━━━━━ Records supplied ━━━━━

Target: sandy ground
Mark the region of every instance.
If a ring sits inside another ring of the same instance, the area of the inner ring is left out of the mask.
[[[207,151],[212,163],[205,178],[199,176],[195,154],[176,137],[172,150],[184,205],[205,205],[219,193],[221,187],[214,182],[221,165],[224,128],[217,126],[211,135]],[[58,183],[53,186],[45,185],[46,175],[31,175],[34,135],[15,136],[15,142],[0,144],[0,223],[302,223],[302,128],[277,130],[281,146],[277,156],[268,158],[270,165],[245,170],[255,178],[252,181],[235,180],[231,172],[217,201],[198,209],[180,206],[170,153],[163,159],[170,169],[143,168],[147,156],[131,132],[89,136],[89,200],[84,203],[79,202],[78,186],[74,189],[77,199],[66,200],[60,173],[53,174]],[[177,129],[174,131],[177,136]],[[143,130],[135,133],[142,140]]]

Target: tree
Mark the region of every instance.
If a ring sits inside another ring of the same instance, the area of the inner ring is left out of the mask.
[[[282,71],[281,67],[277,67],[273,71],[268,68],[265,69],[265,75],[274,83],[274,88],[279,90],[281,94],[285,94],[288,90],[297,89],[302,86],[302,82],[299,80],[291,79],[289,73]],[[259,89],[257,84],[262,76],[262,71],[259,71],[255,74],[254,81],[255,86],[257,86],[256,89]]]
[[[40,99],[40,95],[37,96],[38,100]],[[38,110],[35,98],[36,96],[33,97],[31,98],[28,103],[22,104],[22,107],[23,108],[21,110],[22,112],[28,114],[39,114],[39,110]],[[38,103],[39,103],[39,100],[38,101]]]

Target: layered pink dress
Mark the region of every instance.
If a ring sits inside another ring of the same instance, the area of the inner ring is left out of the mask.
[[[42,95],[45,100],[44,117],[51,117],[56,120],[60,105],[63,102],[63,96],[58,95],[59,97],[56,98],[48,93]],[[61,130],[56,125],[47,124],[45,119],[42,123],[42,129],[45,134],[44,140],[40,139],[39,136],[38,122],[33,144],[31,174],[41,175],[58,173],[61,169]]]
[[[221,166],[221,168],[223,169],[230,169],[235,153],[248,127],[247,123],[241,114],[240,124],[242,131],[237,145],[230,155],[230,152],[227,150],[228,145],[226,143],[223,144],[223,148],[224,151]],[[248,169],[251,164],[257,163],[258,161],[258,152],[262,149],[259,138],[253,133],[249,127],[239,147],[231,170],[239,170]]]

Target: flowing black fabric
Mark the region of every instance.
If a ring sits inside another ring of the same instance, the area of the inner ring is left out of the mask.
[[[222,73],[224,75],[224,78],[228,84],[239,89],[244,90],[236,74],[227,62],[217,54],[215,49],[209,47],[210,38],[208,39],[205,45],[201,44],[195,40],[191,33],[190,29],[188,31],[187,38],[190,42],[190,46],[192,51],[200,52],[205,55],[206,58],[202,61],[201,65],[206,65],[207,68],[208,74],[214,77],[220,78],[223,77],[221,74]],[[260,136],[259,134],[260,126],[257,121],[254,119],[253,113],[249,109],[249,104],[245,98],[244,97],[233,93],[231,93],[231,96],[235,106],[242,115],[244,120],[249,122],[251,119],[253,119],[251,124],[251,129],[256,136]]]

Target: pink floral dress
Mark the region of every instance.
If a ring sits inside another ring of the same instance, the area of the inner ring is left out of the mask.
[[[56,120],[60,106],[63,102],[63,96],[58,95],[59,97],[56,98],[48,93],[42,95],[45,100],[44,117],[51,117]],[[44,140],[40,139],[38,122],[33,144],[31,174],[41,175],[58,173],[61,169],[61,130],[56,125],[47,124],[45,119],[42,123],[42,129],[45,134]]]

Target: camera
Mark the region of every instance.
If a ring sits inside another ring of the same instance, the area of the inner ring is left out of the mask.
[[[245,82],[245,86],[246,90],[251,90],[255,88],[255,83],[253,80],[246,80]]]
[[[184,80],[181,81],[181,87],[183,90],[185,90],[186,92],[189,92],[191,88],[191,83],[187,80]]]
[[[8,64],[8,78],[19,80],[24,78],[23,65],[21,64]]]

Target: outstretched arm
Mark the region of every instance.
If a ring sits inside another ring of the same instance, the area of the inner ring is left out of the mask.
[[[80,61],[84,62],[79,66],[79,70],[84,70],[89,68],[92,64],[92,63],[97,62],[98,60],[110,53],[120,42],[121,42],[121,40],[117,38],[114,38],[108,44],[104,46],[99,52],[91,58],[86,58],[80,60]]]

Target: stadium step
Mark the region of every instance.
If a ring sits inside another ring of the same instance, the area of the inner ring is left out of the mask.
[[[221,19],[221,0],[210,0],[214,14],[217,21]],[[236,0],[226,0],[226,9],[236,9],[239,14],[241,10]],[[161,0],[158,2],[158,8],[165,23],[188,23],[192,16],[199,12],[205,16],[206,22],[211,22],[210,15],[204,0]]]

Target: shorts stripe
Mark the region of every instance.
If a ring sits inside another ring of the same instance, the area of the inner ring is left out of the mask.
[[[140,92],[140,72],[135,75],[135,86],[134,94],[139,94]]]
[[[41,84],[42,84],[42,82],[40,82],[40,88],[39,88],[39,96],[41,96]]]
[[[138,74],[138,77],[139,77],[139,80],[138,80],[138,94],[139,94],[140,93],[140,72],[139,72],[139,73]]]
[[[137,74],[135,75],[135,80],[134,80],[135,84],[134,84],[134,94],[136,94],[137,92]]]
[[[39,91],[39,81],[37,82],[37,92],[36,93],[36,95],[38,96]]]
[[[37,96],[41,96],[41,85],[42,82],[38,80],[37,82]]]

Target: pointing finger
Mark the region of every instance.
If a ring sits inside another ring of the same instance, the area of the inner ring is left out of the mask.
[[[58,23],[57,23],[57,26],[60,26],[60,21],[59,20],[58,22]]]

━━━━━
━━━━━ Records supplied ━━━━━

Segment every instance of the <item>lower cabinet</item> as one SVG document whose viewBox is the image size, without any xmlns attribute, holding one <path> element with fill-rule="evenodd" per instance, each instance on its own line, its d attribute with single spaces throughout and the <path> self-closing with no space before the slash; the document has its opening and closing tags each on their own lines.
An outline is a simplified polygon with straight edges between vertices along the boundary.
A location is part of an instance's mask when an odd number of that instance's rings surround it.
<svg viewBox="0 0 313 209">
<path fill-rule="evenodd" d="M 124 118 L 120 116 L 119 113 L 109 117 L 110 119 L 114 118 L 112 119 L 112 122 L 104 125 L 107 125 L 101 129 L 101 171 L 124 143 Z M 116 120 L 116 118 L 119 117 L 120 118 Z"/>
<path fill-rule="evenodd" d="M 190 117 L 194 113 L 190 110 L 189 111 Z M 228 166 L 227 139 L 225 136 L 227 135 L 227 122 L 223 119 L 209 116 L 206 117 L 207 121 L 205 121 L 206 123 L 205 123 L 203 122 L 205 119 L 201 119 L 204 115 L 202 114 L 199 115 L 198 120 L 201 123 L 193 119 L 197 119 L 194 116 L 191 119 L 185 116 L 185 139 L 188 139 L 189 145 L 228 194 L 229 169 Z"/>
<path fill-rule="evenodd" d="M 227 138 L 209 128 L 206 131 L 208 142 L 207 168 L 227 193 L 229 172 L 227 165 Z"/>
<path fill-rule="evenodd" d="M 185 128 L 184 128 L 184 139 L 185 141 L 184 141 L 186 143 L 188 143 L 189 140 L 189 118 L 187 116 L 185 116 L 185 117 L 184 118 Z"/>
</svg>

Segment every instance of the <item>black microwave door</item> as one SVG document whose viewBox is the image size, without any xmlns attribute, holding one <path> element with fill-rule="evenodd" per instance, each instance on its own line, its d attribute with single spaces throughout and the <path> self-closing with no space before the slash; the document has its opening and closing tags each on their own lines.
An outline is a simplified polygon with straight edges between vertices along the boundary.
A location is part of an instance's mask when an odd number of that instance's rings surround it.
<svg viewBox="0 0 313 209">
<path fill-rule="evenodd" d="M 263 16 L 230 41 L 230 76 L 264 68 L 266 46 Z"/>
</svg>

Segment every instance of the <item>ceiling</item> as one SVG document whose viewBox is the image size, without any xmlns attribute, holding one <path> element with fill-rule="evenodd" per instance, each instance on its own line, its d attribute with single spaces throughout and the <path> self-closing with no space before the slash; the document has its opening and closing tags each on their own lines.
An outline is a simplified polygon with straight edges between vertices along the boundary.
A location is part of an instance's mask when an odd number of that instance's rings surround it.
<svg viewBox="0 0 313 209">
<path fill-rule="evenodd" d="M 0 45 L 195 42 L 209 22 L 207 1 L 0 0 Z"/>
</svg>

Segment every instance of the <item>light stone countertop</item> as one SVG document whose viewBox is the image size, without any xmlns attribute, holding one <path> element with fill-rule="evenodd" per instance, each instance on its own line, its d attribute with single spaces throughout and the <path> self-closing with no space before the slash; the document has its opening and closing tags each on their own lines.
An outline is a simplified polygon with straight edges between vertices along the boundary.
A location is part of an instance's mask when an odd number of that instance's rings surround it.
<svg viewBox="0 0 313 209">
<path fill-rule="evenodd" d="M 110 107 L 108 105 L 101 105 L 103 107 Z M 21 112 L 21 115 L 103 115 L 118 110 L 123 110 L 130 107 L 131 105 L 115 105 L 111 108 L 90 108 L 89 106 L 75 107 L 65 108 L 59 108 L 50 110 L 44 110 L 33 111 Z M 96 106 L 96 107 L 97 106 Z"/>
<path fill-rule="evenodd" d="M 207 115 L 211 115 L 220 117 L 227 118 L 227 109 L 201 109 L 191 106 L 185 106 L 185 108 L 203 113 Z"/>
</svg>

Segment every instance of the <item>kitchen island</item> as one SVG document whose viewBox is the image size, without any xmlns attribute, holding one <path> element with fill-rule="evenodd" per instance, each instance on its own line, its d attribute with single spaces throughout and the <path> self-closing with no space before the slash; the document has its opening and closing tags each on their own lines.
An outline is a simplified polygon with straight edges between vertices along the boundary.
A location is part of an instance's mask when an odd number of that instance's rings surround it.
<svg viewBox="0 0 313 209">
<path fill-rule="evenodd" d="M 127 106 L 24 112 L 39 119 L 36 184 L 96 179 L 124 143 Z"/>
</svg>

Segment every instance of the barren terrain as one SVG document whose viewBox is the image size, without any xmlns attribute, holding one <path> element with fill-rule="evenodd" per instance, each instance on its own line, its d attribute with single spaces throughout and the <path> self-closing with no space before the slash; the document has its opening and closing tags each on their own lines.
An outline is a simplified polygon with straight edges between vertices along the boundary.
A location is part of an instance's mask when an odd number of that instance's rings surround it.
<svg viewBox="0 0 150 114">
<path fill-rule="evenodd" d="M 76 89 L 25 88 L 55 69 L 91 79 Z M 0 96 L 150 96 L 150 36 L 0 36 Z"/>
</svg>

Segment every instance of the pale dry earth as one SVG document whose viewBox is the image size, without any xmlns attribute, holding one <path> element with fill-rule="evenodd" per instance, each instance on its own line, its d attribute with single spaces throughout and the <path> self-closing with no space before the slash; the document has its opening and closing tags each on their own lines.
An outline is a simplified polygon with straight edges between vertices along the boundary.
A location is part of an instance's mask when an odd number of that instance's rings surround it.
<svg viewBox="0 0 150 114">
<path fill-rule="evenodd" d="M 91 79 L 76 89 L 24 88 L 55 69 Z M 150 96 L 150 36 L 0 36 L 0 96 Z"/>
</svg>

━━━━━
━━━━━ Records supplied ━━━━━

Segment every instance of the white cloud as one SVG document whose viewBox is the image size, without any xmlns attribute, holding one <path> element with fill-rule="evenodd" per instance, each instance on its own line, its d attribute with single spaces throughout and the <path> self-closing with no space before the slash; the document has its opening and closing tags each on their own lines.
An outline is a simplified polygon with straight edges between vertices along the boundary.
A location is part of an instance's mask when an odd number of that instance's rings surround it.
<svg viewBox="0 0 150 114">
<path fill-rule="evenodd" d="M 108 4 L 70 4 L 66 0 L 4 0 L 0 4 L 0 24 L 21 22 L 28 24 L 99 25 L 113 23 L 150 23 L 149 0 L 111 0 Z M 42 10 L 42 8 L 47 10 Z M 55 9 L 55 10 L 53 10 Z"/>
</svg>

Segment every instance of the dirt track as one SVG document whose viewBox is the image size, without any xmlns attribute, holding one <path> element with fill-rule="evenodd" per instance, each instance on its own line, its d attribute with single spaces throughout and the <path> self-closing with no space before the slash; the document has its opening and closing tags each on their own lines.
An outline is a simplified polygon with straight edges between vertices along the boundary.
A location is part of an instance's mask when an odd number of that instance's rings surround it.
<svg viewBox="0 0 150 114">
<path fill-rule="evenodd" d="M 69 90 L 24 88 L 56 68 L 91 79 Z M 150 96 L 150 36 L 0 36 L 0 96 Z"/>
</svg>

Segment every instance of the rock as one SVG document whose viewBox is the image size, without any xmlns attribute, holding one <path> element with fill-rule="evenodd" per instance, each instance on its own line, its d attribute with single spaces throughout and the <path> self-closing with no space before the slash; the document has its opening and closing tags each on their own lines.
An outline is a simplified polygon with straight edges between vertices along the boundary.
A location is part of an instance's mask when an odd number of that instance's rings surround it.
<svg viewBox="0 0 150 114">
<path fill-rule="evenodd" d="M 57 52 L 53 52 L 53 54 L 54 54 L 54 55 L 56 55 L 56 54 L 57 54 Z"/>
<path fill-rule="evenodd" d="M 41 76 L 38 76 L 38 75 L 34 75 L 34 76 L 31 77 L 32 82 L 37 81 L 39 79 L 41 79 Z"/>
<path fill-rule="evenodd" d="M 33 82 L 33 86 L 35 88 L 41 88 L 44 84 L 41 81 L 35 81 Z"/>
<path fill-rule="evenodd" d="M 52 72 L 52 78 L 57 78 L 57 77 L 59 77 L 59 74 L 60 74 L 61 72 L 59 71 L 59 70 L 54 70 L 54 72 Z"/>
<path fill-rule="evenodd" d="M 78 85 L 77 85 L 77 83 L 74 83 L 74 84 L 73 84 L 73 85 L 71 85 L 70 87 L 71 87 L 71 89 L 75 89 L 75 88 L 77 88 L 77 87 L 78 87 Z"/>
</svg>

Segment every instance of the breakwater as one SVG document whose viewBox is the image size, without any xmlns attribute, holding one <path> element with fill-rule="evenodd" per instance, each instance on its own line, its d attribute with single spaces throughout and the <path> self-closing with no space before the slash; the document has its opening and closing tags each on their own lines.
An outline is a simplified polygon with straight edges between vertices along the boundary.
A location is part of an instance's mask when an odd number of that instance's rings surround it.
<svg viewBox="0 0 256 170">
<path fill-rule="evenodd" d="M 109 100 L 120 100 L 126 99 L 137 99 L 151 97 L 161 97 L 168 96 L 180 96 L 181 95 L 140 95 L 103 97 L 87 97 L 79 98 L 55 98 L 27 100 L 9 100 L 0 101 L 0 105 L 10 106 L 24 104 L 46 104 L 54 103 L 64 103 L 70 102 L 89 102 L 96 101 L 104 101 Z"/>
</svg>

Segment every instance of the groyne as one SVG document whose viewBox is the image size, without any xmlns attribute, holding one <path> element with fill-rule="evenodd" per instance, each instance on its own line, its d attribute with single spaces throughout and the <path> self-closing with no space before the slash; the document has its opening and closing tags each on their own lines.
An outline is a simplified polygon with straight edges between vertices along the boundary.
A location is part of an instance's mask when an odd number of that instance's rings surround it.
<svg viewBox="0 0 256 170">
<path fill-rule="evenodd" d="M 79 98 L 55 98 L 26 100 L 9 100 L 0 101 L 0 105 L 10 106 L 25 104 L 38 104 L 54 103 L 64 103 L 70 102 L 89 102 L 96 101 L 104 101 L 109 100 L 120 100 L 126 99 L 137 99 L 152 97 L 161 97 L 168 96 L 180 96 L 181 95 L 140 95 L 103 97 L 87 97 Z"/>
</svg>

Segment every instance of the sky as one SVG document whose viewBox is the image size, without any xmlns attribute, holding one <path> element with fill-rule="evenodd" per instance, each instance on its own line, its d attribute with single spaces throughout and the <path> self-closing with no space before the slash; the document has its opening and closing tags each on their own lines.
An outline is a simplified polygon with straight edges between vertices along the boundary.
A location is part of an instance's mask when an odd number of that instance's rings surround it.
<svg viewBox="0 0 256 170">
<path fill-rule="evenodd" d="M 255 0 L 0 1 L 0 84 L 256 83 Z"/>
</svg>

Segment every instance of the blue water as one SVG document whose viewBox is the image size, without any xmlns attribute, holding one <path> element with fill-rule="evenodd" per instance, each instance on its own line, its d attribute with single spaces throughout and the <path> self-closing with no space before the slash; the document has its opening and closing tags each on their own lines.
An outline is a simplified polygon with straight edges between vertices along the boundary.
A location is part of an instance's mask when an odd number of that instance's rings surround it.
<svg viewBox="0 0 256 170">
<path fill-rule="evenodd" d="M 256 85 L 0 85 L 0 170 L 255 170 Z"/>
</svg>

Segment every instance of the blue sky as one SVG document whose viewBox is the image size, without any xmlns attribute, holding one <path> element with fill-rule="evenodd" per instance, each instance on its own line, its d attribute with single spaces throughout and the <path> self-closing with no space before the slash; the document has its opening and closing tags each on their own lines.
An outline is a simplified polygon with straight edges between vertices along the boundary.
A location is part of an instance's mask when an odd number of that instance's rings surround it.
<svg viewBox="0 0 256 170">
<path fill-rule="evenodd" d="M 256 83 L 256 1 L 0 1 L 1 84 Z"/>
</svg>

━━━━━

* Objective
In the records above, turn the stretch from the line containing "Target: pointing finger" through the line containing "[[[58,23],[57,23],[57,26],[60,26],[60,21],[59,20],[58,22]]]" into a Markdown table. Use the columns Row and Content, and leave out any blank lines.

* Exercise solution
| Row | Content |
|---|---|
| 1 | Target: pointing finger |
| 2 | Mark the region of every instance. |
| 3 | If a ring sits inside another ring of the same instance, the area of the inner ring is left out of the mask. |
| 4 | [[[58,23],[57,23],[57,26],[60,26],[60,21],[59,20],[58,22]]] |